• Task input:

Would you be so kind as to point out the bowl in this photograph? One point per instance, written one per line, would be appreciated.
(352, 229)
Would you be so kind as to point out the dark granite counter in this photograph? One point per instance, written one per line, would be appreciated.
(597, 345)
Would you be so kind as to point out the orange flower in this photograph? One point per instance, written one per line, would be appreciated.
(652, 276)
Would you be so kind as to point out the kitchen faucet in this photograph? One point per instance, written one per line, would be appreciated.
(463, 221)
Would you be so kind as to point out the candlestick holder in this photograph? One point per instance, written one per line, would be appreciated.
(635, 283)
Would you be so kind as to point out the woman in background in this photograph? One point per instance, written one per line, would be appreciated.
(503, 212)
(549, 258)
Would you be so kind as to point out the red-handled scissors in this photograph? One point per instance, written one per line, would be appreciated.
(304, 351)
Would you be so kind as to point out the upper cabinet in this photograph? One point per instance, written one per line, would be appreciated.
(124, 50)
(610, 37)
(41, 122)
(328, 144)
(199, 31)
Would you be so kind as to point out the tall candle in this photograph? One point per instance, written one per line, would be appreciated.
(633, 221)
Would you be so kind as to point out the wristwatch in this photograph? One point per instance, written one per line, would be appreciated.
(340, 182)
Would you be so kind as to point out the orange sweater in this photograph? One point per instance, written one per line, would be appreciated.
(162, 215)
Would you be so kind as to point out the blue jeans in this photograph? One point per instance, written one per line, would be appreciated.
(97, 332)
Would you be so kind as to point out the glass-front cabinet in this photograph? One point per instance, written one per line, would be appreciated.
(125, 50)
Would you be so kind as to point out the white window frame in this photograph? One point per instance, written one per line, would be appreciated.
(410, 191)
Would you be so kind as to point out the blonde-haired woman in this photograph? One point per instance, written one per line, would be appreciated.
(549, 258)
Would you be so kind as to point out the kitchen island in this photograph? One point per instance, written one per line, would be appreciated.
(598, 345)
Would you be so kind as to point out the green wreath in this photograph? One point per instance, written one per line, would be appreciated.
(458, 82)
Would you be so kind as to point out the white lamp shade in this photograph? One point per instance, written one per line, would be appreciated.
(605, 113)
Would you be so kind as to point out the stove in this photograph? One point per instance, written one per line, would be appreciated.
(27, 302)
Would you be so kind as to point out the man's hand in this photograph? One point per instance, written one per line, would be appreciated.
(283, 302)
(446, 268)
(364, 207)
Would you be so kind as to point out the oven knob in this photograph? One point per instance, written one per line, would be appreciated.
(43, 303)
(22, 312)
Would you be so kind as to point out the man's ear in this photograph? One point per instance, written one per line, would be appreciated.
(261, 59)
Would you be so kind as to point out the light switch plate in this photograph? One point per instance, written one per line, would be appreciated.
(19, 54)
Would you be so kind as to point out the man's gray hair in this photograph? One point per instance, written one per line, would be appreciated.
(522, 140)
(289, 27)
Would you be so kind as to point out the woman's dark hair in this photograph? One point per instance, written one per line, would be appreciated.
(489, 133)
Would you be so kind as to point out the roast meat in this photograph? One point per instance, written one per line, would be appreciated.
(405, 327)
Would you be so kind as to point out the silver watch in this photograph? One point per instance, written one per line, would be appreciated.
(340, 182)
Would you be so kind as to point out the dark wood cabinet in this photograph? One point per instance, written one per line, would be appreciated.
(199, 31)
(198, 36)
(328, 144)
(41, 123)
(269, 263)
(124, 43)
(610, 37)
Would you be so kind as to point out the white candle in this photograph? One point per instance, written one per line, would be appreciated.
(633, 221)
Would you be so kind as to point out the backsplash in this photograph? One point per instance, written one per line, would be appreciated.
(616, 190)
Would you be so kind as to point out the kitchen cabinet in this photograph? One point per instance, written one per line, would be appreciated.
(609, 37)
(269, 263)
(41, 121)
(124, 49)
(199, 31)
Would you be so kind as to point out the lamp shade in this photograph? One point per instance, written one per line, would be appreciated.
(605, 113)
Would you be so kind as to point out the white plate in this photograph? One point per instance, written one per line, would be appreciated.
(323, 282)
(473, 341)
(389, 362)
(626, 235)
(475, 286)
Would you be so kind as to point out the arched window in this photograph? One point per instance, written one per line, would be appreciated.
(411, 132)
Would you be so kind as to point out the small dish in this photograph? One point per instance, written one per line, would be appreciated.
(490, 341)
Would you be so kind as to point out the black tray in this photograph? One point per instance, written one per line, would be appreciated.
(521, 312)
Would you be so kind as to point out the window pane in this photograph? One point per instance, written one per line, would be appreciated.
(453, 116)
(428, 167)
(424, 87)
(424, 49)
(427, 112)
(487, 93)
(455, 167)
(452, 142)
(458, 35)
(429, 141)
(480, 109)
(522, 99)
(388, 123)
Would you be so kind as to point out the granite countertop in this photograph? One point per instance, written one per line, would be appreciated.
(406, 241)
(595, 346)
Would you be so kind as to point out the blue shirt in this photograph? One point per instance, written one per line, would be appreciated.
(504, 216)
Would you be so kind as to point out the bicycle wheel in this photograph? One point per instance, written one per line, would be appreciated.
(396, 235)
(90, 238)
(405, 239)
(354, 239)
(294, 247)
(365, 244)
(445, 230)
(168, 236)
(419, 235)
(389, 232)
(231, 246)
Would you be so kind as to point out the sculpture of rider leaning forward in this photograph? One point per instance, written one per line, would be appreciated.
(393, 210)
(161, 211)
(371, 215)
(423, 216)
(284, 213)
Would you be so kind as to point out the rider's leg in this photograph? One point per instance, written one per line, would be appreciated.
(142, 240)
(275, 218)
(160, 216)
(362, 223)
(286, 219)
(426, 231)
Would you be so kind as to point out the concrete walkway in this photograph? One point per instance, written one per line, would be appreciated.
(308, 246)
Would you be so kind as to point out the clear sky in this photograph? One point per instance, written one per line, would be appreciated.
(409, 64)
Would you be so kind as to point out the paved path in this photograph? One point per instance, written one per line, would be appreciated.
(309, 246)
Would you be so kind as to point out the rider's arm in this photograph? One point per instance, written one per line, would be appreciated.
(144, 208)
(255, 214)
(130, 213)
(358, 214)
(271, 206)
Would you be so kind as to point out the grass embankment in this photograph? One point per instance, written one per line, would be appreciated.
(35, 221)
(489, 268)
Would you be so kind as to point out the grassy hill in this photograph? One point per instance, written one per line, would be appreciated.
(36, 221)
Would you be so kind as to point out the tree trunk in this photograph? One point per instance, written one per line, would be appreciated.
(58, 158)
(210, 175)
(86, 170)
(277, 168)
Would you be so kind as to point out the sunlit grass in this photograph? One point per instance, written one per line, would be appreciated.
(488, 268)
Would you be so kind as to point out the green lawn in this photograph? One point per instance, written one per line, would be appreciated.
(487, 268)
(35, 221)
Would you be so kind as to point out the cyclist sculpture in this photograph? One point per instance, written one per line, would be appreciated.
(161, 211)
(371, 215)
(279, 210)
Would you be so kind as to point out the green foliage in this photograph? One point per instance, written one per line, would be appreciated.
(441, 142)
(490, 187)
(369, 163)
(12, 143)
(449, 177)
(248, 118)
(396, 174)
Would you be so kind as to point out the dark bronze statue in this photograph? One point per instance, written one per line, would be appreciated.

• What is asked: Reproduce all of the entries above verbatim, keeping each line as it appears.

• Finished task:
Would you be so kind as to point out the bowl in this photograph? One point per instance, written one per line, would be appreciated.
(352, 229)
Would you be so kind as to point out the dark granite counter in this photograph? One point per instance, written one per line, would be appreciated.
(597, 345)
Would you be so kind as to point out the orange flower in this photograph? One point per instance, written one per line, would be appreciated.
(652, 276)
Would you be so kind as to point out the kitchen faucet in this photograph? One point per instance, written one per line, would be appreciated.
(463, 221)
Would you be so kind as to point out the candlestick holder in this photograph? One point per instance, written one per line, would be appreciated.
(635, 283)
Would you be so kind as to point out the woman in background in this photograph? One point per instance, written one per line, would be appreciated.
(503, 212)
(549, 258)
Would you be so kind as to point out the red-handled scissors in this photograph? One point per instance, written one per line, would be appreciated.
(304, 351)
Would you be so kind as to point out the upper cabinet in this photograph? One point per instance, written one per line, would be appreciated.
(124, 50)
(610, 37)
(41, 122)
(328, 144)
(199, 31)
Would you be so kind as to point out the tall candle in this photograph? One point per instance, written one per line, would be appreciated.
(633, 221)
Would you be so kind as to point out the wristwatch in this photograph? One point per instance, written one per line, would be appreciated.
(340, 182)
Would you be so kind as to point out the orange sweater in this photograph? One point per instance, written one per line, would be appreciated.
(162, 215)
Would you be so kind as to point out the blue jeans in this photograph? One point per instance, written one per line, would be appreciated.
(97, 332)
Would you be so kind as to point out the glass-front cabinet in this photograph? One point per instance, written one per line, would be appreciated.
(125, 50)
Would you be so kind as to point out the white window frame in this photograph? One point per instance, written one per line, would be appreciated.
(410, 191)
Would you be so kind as to point out the blonde-haired woman in this photograph? One point per instance, written one per line, would be appreciated.
(549, 258)
Would you be so kind as to point out the kitchen island in this photograph? One point per instance, written one per line, would be appreciated.
(598, 345)
Would you be so kind as to point out the green wreath in this photograph? One point per instance, written one per line, would be appreciated.
(458, 82)
Would you be so kind as to point out the white lamp shade in this photograph? One point per instance, written one per line, would be appreciated.
(605, 113)
Would you be so kind as to point out the stove in this photograph? One point per instance, written one per line, would be appreciated.
(27, 302)
Would you be so kind as to point out the man's hand in this photograph? One point per instance, written one per line, would be appreciated.
(283, 302)
(446, 268)
(364, 207)
Would you be so kind as to point out the oven knob in this photograph? One point per instance, written one per line, would be appreciated.
(43, 303)
(22, 312)
Would you be so kind as to point out the man's ear in this photograph? One point per instance, written one per line, would be appreciated.
(261, 59)
Would you be so kind as to point out the light switch plate in this photograph? One point per instance, written one per line, would be appreciated.
(19, 54)
Would you be so kind as to point out the man's gray hair in this photograph? One point per instance, written one per line, would be appreciated.
(522, 140)
(289, 27)
Would you be so kind as to point out the woman's dark hair in this photograph? One point per instance, written one per line, would be appreciated.
(489, 133)
Would you be so kind as to point out the roast meat in this photograph? One point per instance, written one per line, would be appreciated.
(405, 327)
Would you be so kind as to point out the silver watch in this photograph? One point per instance, written one per line, would be appreciated.
(340, 182)
Would you be so kind as to point out the dark wood cabinet in this photograph? One point per instance, written one per line, would be appreciated.
(199, 31)
(198, 36)
(328, 144)
(41, 123)
(269, 263)
(124, 43)
(610, 37)
Would you be so kind as to point out the white candle in this photograph? One point per instance, written one per line, would be appreciated.
(633, 221)
Would you be so kind as to point out the backsplash in this photograph? One point per instance, written one per line, would be appreciated.
(616, 190)
Would you be so kind as to point out the kitchen cabinet in this photograph? One point per instance, written one per line, would be appreciated.
(609, 37)
(269, 263)
(41, 121)
(124, 49)
(199, 31)
Would you be so kind as to point out the lamp shade in this photograph? One point per instance, written one per line, would be appreciated.
(605, 113)
Would you be so kind as to point out the white plate in this photograph? One point per instance, written one per line, would be appreciated.
(323, 282)
(473, 341)
(389, 362)
(626, 235)
(475, 286)
Would you be so kind as to point out the arched window in this photograph? One point per instance, written one per line, would be appreciated.
(411, 132)
Would you be so kind as to point out the small dish in this photograph? One point per instance, written one per line, would be appreciated.
(490, 341)
Would you be so kind as to point out the black tray in this photograph? One point per instance, written one per line, would be appreciated.
(521, 312)
Would you be so kind as to point out the window pane in this photograph? One point per instance, written one per line, would be appreciated.
(453, 116)
(428, 167)
(424, 87)
(424, 49)
(427, 112)
(487, 93)
(455, 167)
(452, 142)
(458, 35)
(429, 141)
(480, 109)
(522, 99)
(388, 123)
Would you be so kind as to point out the granite countertop in this photograph? One point per instance, written one per line, would be appreciated.
(406, 241)
(595, 346)
Would you be so kind as to point out the blue shirt in this photograph? One point per instance, written one per line, would be appreciated.
(504, 216)
Would you be so kind as to point out the bicycle wheel in this photograph? One point per instance, written one per line, would be appreciated.
(396, 235)
(90, 238)
(405, 239)
(354, 239)
(294, 247)
(365, 244)
(445, 230)
(168, 236)
(419, 235)
(389, 232)
(231, 246)
Would you be so kind as to point out the sculpture of rider leaning forward in this photograph? One point per instance, written one per line, would be appreciated.
(393, 210)
(161, 211)
(371, 215)
(423, 216)
(284, 213)
Would you be so kind as to point out the rider's leg in this photograph? One point per instance, written one per line, would be appreciated.
(142, 240)
(275, 218)
(160, 216)
(362, 223)
(286, 219)
(426, 231)
Would you be so kind as to point out the concrete walkway in this photograph? One point per instance, written one per line, would be appreciated.
(308, 246)
Would you be so kind as to point out the clear sky in this photograph? One point per instance, written one per line, would be appreciated.
(409, 64)
Would you be so kind as to point out the paved path in this photograph? One point per instance, written one per line, would be appreciated.
(309, 246)
Would you be so kind as to point out the rider's arm in this photograph? One point per instance, written one per line, would be appreciated.
(144, 208)
(255, 214)
(130, 213)
(358, 214)
(271, 206)
Would you be so kind as to point out the grass embankment in this photograph? One point per instance, written one per line, would be appreciated.
(35, 221)
(489, 268)
Would you be so kind as to point out the grassy hill in this photograph? One point per instance, written one per line, would be appreciated.
(36, 221)
Would you be so kind as to point out the tree trunk in this photograph? One point per instance, written one per line, would be appreciated.
(58, 158)
(210, 175)
(86, 170)
(277, 168)
Would you be so kind as to point out the sunlit grass in this photograph? One point per instance, written one per line, would be appreciated.
(488, 268)
Would you be so kind as to point out the green lawn in this photograph? One point per instance, written one per line, would be appreciated.
(487, 268)
(35, 221)
Would you be so kind as to point out the cyclist sculpture in this photograph? One point per instance, written one per line, would be appreciated.
(161, 211)
(371, 215)
(279, 210)
Would you be so kind as to point out the green foliage in this photograph? One point per instance, written one per line, would be appreciated.
(441, 142)
(490, 187)
(369, 163)
(12, 143)
(449, 177)
(248, 118)
(396, 174)
Would you be so kind as to point out the dark bronze statue in this photograph? One point per instance, written one per line, would be appreciated.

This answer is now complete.